§ **Work to complete**
Copy out everything from "3. Parse the" down to "to each tile." in the tiling pipeline passage below, word for word.

§ **Source passage**
**********

Use this pipeline when:

  • you have slide-level annotation files,
  • you need tile-level supervision or coverage thresholds,
  • and you want one dataset that combines slide metadata, tile coordinates, and annotation-derived signals.

Workflow

  1. Read slide metadata with read_slides.
  2. Locate the corresponding annotation file for each slide.
  3. Parse the annotation geometry.
  4. Generate tile coordinates with grid_tiles.
  5. Intersect annotations against each tile ROI with tile_annotations.
  6. Store coverage in the output rows.

Slide row expanded into tile rows This pipeline first explodes one slide row into many tile rows, then attaches an annotation_coverage value to each tile.

Example Tile Rows

The table below shows representative tile rows from one annotated slide with tile_extent=1024 and stride=1024. These are the kinds of rows produced after the flat_map(tiles_with_coverage) step:

path tile_x tile_y annotation_coverage
sample_slide.tiff 14336 12288 0.210
sample_slide.tiff 8192 11264 0.408
sample_slide.tiff 10240 15360 0.841
sample_slide.tiff 10240 8192 1.000

This is usually the key conceptual shift in the pipeline: one slide row turns into many tile rows, and each row carries a quantitative label rather than just raw coordinates.

**********

§ **Data lines**
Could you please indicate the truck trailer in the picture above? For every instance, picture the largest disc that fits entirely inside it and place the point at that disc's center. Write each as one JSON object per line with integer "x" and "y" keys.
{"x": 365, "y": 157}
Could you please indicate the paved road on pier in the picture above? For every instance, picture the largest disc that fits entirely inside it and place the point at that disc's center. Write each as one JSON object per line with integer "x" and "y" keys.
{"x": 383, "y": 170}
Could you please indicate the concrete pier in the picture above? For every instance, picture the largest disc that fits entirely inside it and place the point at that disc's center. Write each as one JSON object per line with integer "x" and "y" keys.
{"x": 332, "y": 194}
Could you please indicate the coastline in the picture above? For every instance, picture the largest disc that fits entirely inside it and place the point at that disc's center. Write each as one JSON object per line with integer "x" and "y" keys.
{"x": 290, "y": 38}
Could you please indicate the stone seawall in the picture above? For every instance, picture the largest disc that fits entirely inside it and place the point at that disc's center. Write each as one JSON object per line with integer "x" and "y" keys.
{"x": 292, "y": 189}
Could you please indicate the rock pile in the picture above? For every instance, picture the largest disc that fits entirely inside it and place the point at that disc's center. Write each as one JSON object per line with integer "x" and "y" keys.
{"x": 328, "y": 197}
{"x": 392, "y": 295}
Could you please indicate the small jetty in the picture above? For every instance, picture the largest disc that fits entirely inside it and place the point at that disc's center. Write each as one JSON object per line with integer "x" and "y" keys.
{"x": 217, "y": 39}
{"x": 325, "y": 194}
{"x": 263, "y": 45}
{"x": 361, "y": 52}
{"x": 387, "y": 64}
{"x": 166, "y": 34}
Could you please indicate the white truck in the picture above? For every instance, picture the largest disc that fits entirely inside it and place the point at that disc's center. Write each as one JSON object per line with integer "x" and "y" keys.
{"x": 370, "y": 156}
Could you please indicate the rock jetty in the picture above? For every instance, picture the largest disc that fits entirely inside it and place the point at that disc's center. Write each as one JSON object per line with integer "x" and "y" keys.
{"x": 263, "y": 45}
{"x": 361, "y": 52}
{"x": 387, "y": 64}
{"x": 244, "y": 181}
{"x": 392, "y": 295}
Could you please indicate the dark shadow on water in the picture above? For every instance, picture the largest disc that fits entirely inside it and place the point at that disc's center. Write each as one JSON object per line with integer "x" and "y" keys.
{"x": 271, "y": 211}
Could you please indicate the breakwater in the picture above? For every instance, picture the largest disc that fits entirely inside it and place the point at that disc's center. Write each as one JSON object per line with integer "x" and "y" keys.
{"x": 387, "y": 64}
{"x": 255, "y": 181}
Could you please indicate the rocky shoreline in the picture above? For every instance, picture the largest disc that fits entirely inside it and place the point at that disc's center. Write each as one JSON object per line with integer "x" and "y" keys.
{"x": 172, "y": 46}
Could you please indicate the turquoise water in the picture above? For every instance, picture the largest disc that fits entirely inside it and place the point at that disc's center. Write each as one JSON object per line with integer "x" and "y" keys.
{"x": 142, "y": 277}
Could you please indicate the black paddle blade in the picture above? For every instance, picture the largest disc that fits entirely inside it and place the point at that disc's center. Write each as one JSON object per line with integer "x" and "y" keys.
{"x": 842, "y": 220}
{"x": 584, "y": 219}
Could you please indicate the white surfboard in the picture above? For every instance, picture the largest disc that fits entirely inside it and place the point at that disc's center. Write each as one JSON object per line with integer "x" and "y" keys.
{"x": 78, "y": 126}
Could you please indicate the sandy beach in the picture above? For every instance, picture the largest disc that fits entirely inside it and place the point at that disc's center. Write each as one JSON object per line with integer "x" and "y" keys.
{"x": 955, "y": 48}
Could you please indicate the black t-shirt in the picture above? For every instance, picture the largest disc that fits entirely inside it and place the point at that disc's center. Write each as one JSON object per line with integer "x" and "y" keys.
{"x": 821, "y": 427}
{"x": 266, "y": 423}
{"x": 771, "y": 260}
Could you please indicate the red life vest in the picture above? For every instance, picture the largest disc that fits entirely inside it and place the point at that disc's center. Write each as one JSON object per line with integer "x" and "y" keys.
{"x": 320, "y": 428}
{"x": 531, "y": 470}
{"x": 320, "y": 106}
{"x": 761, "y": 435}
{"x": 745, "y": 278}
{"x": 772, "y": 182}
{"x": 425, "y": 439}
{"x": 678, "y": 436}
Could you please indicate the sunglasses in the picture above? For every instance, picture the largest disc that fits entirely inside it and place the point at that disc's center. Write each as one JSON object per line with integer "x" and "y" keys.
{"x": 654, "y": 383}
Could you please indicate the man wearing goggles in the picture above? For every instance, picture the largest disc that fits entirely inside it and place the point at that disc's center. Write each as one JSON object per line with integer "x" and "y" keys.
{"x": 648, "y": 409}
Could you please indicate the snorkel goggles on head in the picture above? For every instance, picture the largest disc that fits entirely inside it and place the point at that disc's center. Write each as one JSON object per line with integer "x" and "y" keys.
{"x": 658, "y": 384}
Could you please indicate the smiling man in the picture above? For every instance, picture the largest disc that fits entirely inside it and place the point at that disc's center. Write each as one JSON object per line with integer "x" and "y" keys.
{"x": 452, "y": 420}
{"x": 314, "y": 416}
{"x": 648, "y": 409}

**********

§ **Solution for this problem**
3. Parse the annotation geometry.
  4. Generate tile coordinates with grid_tiles.
  5. Intersect annotations against each tile ROI with tile_annotations.
  6. Store coverage in the output rows.

Slide row expanded into tile rows This pipeline first explodes one slide row into many tile rows, then attaches an annotation_coverage value to each tile.